> **Set exercise 1**
In the mailing list post about the mux concept paper, what does absolute minimal latency require?
> **Set exercise 2**
Which words in the mux concept paper post are written entirely in capital letters?
> **Set exercise 3**
Pick up the mux concept paper post after its last sentence and keep writing it.

--- Page text ---

Re: [linux-audio-dev] mux concept paper

From: Stéphane Letz <letz@email-addr-hidden>
Date: Thu Feb 17 2005 - 17:03:54 EET

Le 17 févr. 05, à 15:43, Paul Davis a écrit :

>>> you can have absolute minimal latency, but that requires
>>> locking the graph against use when it is reordered.
>>
>> AFAICS, that is not the real reason. If it were, the simple
>> solution would be to let the engine continue using a copy
>> of the current graph while the new one is being computed and
>> the required resources created.
>>
>> Probably if look you into it deep enough you'll find that the
>> necessity to stop processing while new clients are created
>> or when the port connection change can be traced back to the
>> combined effect of:
>>
>> 1. only having one JACK-controlled thread in each client,
>> 2. the synchronous nature of the API calls that modify
>> the graph.

--- Dataset extract ---

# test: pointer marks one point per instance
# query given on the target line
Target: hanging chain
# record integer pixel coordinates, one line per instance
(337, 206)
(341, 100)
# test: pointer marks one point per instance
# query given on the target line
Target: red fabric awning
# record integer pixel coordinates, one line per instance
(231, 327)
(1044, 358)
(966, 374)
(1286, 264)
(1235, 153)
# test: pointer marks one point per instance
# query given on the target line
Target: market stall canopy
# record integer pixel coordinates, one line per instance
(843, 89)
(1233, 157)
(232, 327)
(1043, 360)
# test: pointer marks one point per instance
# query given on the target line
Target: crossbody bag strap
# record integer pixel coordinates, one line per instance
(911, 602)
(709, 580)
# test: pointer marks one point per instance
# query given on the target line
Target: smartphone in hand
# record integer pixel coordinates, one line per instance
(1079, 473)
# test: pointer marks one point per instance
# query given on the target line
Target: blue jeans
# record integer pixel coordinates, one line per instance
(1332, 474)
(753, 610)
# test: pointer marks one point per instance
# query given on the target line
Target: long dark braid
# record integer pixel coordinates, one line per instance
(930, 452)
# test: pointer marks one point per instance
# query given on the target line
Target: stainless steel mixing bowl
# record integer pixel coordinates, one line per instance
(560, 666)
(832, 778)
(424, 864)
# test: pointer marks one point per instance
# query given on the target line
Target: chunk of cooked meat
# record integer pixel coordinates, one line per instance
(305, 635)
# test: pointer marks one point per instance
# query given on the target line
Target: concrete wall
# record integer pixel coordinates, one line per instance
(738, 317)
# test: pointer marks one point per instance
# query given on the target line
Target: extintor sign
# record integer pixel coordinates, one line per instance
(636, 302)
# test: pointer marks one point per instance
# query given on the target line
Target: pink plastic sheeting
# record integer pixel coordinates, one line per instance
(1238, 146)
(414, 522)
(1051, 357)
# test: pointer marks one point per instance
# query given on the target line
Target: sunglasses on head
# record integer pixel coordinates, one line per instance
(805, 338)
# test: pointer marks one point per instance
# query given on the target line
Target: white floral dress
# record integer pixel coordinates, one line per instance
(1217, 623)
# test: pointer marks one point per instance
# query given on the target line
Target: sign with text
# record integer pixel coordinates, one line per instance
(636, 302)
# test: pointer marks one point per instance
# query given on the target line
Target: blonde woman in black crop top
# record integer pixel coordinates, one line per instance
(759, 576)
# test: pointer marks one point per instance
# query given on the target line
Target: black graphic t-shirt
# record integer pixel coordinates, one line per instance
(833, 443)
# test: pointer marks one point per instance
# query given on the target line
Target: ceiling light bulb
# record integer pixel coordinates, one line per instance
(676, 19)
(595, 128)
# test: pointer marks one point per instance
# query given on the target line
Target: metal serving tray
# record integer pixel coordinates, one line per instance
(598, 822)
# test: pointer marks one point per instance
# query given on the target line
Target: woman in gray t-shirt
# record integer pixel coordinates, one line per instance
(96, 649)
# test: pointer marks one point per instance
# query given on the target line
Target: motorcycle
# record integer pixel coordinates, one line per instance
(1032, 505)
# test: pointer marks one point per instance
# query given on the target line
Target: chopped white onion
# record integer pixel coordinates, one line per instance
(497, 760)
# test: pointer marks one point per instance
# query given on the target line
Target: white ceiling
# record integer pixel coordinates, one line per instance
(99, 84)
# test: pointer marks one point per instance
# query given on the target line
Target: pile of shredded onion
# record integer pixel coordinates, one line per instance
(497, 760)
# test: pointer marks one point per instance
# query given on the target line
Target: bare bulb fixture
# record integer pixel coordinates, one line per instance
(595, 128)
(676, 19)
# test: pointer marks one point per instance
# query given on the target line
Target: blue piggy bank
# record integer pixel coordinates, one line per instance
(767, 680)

---

> **Final answer 1**
Locking the graph against use when it is reordered.

> **Final answer 2**
EET, AFAICS, JACK, API

> **Final answer 3**
>
> stephane's new OSX implementation (jackdmp) avoids both of these, and
> ends up with an extra process-cycle worth of latency. he does exactly
> what you suggest above. is it avoidable? i don't know. stephane didn't
> seem to think so when we talked about it briefly on IRC. maybe it can
> be.
>
> --p
>
>

Just one word about the "one extra process-cycle worth of latency":
this is not exactly related to the fact that the graph is updated
without stopping the audio thread : one could perfectly keep the
current model (where the server waits for the client graph execution
end to write the output buffer ) *and* have the "don't stop audio
thread" property most of the time.

The "one extra process-cycle worth of latency" is a consequence of
another idea to implement a more "robust" system, where robust mean a
system where *some* audio clients may fail during one cycle without
stopping the entire graph.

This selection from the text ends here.